OBJECTIVE>
Return all of the lines below exactly as they are.

(Point annotation records)
════════════════

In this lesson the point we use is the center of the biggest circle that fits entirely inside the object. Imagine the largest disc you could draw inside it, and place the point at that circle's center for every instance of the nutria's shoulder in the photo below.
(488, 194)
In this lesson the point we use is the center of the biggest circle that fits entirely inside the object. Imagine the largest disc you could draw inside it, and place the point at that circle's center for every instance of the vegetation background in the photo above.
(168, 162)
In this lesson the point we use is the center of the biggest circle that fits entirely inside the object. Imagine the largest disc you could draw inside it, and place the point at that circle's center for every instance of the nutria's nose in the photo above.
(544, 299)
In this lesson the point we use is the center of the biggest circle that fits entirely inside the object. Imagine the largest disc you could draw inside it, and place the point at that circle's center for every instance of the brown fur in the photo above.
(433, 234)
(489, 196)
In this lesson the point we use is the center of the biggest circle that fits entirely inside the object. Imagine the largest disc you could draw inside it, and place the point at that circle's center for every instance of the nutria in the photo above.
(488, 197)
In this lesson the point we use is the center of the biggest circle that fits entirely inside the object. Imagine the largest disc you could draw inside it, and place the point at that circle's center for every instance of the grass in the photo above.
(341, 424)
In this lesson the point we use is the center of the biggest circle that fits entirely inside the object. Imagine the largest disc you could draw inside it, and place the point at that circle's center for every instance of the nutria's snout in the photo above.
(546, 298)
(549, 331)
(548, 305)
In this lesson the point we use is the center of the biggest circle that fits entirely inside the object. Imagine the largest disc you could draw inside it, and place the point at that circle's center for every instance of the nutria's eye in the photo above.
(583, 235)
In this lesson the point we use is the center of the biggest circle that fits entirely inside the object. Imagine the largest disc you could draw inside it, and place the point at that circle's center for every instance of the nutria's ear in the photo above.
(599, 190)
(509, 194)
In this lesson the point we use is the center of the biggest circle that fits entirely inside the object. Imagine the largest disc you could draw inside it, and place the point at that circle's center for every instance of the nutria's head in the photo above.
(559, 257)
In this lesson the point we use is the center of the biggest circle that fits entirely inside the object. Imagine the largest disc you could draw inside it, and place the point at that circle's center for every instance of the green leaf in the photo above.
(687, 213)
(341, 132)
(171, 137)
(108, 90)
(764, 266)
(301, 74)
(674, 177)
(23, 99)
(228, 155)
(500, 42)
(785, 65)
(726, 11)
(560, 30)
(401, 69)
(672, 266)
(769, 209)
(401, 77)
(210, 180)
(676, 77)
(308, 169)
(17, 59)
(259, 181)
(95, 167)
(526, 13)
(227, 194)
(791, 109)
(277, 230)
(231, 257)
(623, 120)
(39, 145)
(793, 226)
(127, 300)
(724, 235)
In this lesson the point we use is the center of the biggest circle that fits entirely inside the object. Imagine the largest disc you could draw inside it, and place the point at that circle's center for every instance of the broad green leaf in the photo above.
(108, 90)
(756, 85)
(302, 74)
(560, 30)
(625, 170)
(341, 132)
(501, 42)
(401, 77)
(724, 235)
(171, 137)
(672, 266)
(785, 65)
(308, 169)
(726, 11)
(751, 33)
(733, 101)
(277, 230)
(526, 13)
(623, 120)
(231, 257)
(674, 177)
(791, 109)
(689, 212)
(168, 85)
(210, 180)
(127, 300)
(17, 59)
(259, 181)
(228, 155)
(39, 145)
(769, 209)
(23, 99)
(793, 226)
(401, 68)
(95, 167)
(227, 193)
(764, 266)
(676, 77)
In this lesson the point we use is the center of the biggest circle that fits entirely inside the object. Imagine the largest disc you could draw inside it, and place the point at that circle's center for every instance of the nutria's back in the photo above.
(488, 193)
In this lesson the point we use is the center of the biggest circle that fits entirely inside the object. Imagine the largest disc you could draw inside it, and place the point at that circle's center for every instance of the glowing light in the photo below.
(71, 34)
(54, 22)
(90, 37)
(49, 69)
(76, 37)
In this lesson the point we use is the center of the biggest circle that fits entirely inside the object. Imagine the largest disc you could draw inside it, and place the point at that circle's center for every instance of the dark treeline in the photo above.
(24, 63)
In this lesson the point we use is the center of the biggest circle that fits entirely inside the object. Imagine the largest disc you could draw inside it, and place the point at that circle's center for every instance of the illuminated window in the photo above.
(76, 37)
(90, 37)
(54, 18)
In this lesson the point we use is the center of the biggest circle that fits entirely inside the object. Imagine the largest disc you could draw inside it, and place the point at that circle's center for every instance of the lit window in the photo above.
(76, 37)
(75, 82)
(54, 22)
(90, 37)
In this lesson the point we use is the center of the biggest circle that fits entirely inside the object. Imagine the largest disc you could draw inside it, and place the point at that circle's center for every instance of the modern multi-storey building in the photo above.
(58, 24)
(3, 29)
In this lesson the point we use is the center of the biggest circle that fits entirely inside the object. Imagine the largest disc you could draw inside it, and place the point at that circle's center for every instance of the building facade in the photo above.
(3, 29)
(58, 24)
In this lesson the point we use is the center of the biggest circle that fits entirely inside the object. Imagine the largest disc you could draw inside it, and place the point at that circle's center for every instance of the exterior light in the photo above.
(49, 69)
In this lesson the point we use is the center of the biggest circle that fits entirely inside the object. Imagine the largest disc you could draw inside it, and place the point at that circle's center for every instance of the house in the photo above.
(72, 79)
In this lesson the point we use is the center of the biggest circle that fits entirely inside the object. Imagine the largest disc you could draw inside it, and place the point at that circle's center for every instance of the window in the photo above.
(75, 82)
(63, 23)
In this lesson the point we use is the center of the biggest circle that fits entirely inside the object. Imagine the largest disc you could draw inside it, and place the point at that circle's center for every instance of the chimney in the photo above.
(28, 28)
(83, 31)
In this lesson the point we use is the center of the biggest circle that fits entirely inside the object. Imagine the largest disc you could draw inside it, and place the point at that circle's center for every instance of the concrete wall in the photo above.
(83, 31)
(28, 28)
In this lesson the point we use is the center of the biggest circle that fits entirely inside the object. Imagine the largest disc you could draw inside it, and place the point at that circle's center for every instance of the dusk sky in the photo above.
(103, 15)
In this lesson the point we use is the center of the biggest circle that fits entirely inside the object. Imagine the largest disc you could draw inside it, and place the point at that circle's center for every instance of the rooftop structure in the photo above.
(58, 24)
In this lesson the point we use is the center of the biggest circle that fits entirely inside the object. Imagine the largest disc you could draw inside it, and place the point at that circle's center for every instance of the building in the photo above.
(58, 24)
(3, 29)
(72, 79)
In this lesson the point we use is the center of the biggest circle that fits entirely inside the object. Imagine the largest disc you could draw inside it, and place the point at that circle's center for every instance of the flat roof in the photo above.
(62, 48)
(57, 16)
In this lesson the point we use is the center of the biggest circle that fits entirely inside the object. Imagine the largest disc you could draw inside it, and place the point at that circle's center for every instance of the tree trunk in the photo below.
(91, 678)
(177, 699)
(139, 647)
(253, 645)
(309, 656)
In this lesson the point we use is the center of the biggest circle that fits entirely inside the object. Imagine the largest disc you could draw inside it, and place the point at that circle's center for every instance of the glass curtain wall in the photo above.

════════════════

TASK RESULT>
In this lesson the point we use is the center of the biggest circle that fits entirely inside the object. Imagine the largest disc you could draw inside it, and place the point at that circle's center for every instance of the nutria's shoulder in the photo below.
(488, 194)
In this lesson the point we use is the center of the biggest circle that fits entirely inside the object. Imagine the largest disc you could draw inside it, and place the point at that circle's center for every instance of the vegetation background in the photo above.
(168, 162)
In this lesson the point we use is the center of the biggest circle that fits entirely inside the object. Imagine the largest disc you could draw inside it, and place the point at that circle's center for every instance of the nutria's nose in the photo above.
(544, 299)
In this lesson the point we use is the center of the biggest circle that fits entirely inside the object. Imagine the largest disc you could draw inside it, and place the point at that circle's center for every instance of the brown fur in the photo above.
(433, 234)
(489, 196)
In this lesson the point we use is the center of the biggest circle that fits entirely inside the object. Imagine the largest disc you could draw inside it, and place the point at that circle's center for every instance of the nutria in the photo above.
(488, 197)
In this lesson the point we use is the center of the biggest circle that fits entirely inside the object. Imagine the largest disc you could draw inside it, and place the point at that circle's center for every instance of the grass in the photo above.
(341, 424)
In this lesson the point we use is the center of the biggest circle that fits entirely inside the object. Imagine the largest disc you could draw inside it, and place the point at that circle's center for every instance of the nutria's snout in the photo above.
(546, 298)
(549, 331)
(548, 305)
In this lesson the point we use is the center of the biggest circle that fits entirely inside the object. Imagine the largest disc you could draw inside it, and place the point at that circle's center for every instance of the nutria's eye in the photo above.
(583, 235)
In this lesson the point we use is the center of the biggest circle that fits entirely inside the object. Imagine the largest disc you could draw inside it, and place the point at that circle's center for every instance of the nutria's ear in the photo above.
(599, 190)
(509, 194)
In this lesson the point we use is the center of the biggest circle that fits entirely inside the object. Imagine the largest disc you could draw inside it, and place the point at that circle's center for every instance of the nutria's head in the photo above.
(559, 257)
In this lesson the point we use is the center of the biggest circle that fits entirely inside the object. Imagine the largest disc you could draw inside it, and place the point at that circle's center for every instance of the green leaf in the photo above.
(687, 213)
(341, 132)
(171, 137)
(108, 90)
(764, 266)
(301, 74)
(674, 177)
(23, 99)
(228, 155)
(500, 42)
(785, 65)
(726, 11)
(560, 30)
(401, 69)
(672, 266)
(769, 209)
(401, 77)
(210, 180)
(676, 77)
(308, 169)
(17, 59)
(259, 181)
(95, 167)
(526, 13)
(227, 194)
(791, 109)
(277, 230)
(231, 257)
(623, 120)
(39, 145)
(793, 226)
(127, 300)
(724, 235)
In this lesson the point we use is the center of the biggest circle that fits entirely inside the object. Imagine the largest disc you could draw inside it, and place the point at that circle's center for every instance of the broad green leaf in the photo above.
(108, 90)
(756, 85)
(302, 74)
(560, 30)
(625, 170)
(341, 132)
(501, 42)
(401, 77)
(724, 235)
(171, 137)
(672, 266)
(785, 65)
(308, 169)
(726, 11)
(751, 33)
(733, 101)
(277, 230)
(526, 13)
(623, 120)
(231, 257)
(674, 177)
(791, 109)
(689, 212)
(168, 85)
(210, 180)
(127, 300)
(17, 59)
(259, 181)
(228, 155)
(39, 145)
(769, 209)
(23, 99)
(793, 226)
(401, 68)
(95, 167)
(227, 193)
(764, 266)
(676, 77)
In this lesson the point we use is the center of the biggest circle that fits entirely inside the object. Imagine the largest disc you could draw inside it, and place the point at that circle's center for every instance of the nutria's back in the photo above.
(488, 193)
In this lesson the point we use is the center of the biggest circle that fits entirely inside the object. Imagine the largest disc you could draw inside it, and place the point at that circle's center for every instance of the glowing light in the photo below.
(71, 34)
(54, 22)
(90, 37)
(49, 69)
(76, 37)
In this lesson the point we use is the center of the biggest circle that fits entirely inside the object. Imagine the largest disc you could draw inside it, and place the point at that circle's center for every instance of the dark treeline in the photo above.
(24, 63)
In this lesson the point we use is the center of the biggest circle that fits entirely inside the object. Imagine the largest disc you could draw inside it, and place the point at that circle's center for every instance of the illuminated window in the photo above.
(76, 37)
(90, 37)
(54, 18)
In this lesson the point we use is the center of the biggest circle that fits entirely inside the object. Imagine the largest disc you could draw inside it, and place the point at that circle's center for every instance of the lit window in the photo above.
(76, 37)
(75, 82)
(54, 22)
(90, 37)
In this lesson the point we use is the center of the biggest circle that fits entirely inside the object. Imagine the largest disc you could draw inside it, and place the point at that circle's center for every instance of the modern multi-storey building in the photo above.
(58, 24)
(3, 29)
In this lesson the point we use is the center of the biggest circle that fits entirely inside the object. Imagine the largest disc you could draw inside it, and place the point at that circle's center for every instance of the building facade in the photo above.
(3, 29)
(58, 24)
In this lesson the point we use is the center of the biggest circle that fits entirely inside the object. Imagine the largest disc you could draw inside it, and place the point at that circle's center for every instance of the exterior light in the photo above.
(49, 69)
In this lesson the point we use is the center of the biggest circle that fits entirely inside the object. Imagine the largest disc you could draw inside it, and place the point at that circle's center for every instance of the house in the photo above.
(72, 79)
In this lesson the point we use is the center of the biggest circle that fits entirely inside the object. Imagine the largest disc you could draw inside it, and place the point at that circle's center for every instance of the window in the photo above.
(75, 82)
(63, 23)
In this lesson the point we use is the center of the biggest circle that fits entirely inside the object. Imagine the largest disc you could draw inside it, and place the point at that circle's center for every instance of the chimney in the photo above.
(28, 28)
(83, 31)
In this lesson the point we use is the center of the biggest circle that fits entirely inside the object. Imagine the largest disc you could draw inside it, and place the point at that circle's center for every instance of the concrete wall in the photo above.
(83, 31)
(28, 28)
In this lesson the point we use is the center of the biggest circle that fits entirely inside the object. Imagine the largest disc you could draw inside it, and place the point at that circle's center for every instance of the dusk sky in the photo above.
(103, 15)
In this lesson the point we use is the center of the biggest circle that fits entirely inside the object. Imagine the largest disc you could draw inside it, and place the point at that circle's center for every instance of the rooftop structure in the photo above.
(58, 24)
In this lesson the point we use is the center of the biggest circle that fits entirely inside the object. Imagine the largest disc you could draw inside it, and place the point at that circle's center for every instance of the building in the photo above.
(58, 24)
(3, 29)
(72, 79)
In this lesson the point we use is the center of the biggest circle that fits entirely inside the object. Imagine the largest disc you could draw inside it, and place the point at that circle's center for every instance of the flat roof in the photo above.
(62, 48)
(57, 16)
In this lesson the point we use is the center of the biggest circle that fits entirely inside the object. Imagine the largest disc you could draw inside it, and place the point at that circle's center for every instance of the tree trunk in the photo below.
(91, 678)
(177, 699)
(139, 647)
(253, 645)
(309, 656)
In this lesson the point we use is the center of the biggest circle that fits entirely inside the object. Imagine the largest disc you could draw inside it, and place the point at that circle's center for every instance of the glass curtain wall in the photo above.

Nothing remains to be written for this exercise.